Challenges →
[1] Decide whether each statement agrees with the friendship passage. For each, answer yes or no and quote the words from the passage that settle it.
(a) The passage says that encouragement means putting courage into someone.
(b) The passage says Christ's acceptance begins once we get our act together.
(c) The passage says Jesus' acceptance means taking a que sera sera attitude toward our sin.
[2] Resume the friendship passage right after its last sentence and carry the thought forward in the same voice.
##### Excerpted passage #####
There is a multiplication of strength in friendship: strength to accomplish more together, strength to renew, strength to fight enemies and challenges. The word encouragement means to put courage into – and that’s what friends can do for us, pour courage into us when we run out. There are battles in life we will face, there are enemies we will encounter, and friends can help us fight and overcome those battles. And there are times when we will fall – so many ways we can fall – and a friend is one who holds out their hand when we’re down to lift us up. Grace to give strength.

3. Friendships take grace to be accepting

Romans 15:7– accept one another then, just as Christ accepted you in order to bring praise to God. And how did Christ accept us? Just as we are. With full knowledge of our sin and failures and oddities and rebellions. Don’t get me wrong, Jesus’ acceptance doesn’t translate to a que sera sera attitude about our sin. He loves us enough to want to change us – and our love for one another should be big enough to want each other to grow in holiness and freedom from sin. But his acceptance begins with love for who we are where we are, it doesn’t begin when we get our act together. And we should accept one another with our sin, and our flaws, and our quirks, and our differences.
##### Data section #####
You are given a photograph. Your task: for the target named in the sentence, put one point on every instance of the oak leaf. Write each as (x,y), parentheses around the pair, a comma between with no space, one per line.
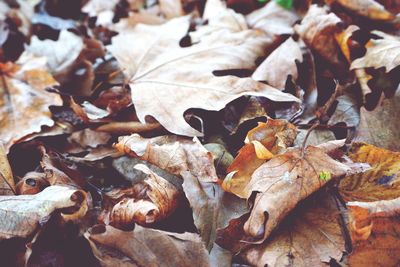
(23,214)
(145,247)
(160,81)
(24,103)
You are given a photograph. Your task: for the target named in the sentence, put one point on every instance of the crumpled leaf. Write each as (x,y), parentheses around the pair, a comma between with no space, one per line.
(274,136)
(24,101)
(285,180)
(148,202)
(317,30)
(374,228)
(310,236)
(7,184)
(368,8)
(173,154)
(146,247)
(380,53)
(176,75)
(279,64)
(273,19)
(380,126)
(23,214)
(381,182)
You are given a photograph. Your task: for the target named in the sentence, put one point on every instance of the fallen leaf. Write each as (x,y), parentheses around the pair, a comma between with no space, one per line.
(198,86)
(25,102)
(172,154)
(310,236)
(380,53)
(368,8)
(374,228)
(317,30)
(273,19)
(145,247)
(148,202)
(275,136)
(23,214)
(380,127)
(282,182)
(381,182)
(280,64)
(7,184)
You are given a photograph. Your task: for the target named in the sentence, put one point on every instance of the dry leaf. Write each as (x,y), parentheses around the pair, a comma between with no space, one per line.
(146,247)
(380,126)
(172,154)
(317,30)
(151,201)
(25,102)
(284,181)
(163,73)
(368,8)
(273,19)
(23,214)
(274,136)
(310,236)
(7,184)
(381,182)
(380,53)
(279,64)
(374,228)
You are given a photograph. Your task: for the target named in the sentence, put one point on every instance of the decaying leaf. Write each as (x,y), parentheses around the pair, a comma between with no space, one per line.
(285,180)
(380,126)
(160,81)
(273,19)
(23,214)
(262,142)
(374,228)
(280,64)
(310,236)
(382,52)
(381,182)
(146,203)
(145,247)
(24,101)
(173,154)
(317,30)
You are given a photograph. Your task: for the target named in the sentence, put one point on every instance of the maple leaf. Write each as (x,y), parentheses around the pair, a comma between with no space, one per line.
(160,81)
(24,102)
(23,214)
(382,52)
(145,247)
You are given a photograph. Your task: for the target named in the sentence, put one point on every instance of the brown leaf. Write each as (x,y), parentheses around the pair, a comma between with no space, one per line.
(7,184)
(150,202)
(173,154)
(274,136)
(380,53)
(25,102)
(177,74)
(23,214)
(368,8)
(380,126)
(374,228)
(317,30)
(284,181)
(273,19)
(381,182)
(279,64)
(310,236)
(146,247)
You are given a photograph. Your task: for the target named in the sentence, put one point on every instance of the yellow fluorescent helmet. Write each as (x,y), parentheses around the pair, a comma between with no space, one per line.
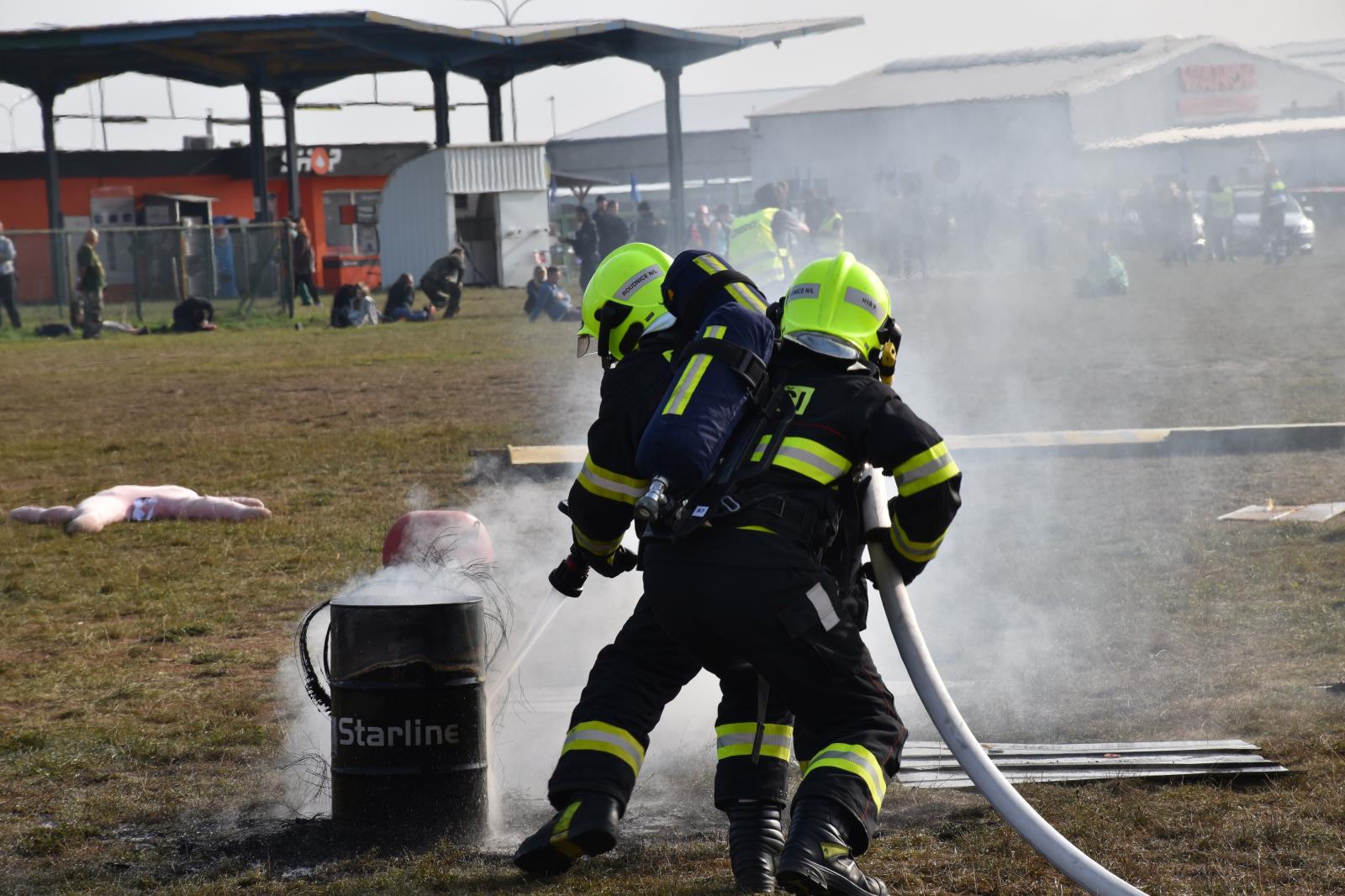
(837,306)
(622,300)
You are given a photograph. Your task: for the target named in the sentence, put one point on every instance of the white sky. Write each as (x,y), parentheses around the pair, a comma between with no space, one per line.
(894,29)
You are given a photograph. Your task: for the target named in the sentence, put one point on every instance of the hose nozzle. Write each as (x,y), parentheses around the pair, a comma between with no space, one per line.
(654,502)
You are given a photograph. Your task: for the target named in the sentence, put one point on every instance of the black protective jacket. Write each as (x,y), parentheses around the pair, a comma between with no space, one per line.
(603,497)
(804,509)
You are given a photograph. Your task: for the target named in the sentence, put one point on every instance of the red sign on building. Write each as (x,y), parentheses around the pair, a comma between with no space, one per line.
(1241,76)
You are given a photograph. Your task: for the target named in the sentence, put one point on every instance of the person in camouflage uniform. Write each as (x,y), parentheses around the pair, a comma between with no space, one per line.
(87,304)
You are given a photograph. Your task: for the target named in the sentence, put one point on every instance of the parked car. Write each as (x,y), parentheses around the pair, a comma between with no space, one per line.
(1300,229)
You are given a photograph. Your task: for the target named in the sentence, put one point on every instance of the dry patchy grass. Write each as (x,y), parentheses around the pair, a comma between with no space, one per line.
#####
Responses to the exercise →
[1]
(a) Yes: "The word encouragement means to put courage into"
(b) No: "it doesn’t begin when we get our act together"
(c) No: "Jesus’ acceptance doesn’t translate to a que sera sera attitude about our sin"

[2]
That acceptance is a necessary grace if people are really going to grow. See if the church isn’t accepting of people in spite of their flaws, then people start to put on an “I’ve got it all together” façade and you will have a church full of phonies. The Holy Spirit can do far more with a flawed but honest person than He can with a spiritually mature person who is just faking it. He can work with flawed, He can’t work with fake. As someone once said, God can’t anoint unreality.

But that acceptance extends beyond our sin to our quirks. You know what I mean: everyone else you know has odd idiosyncrasies. One of our teens wore a t-shirt at youth camp that said, “normal people scare me.” Love that! But are there any “normal people?” We all have our idiosyncrasies. Times when I am just weird. That ever happen to you? Ever walk away from a conversation thinking, why did I say that? That was so stupid. What was I thinking? And I know from experience that you say dumb things too. And we all have odd emphases and different quirks. What kind of friend could we be if we rejected one another because of idiosyncrasies – just odd tendencies.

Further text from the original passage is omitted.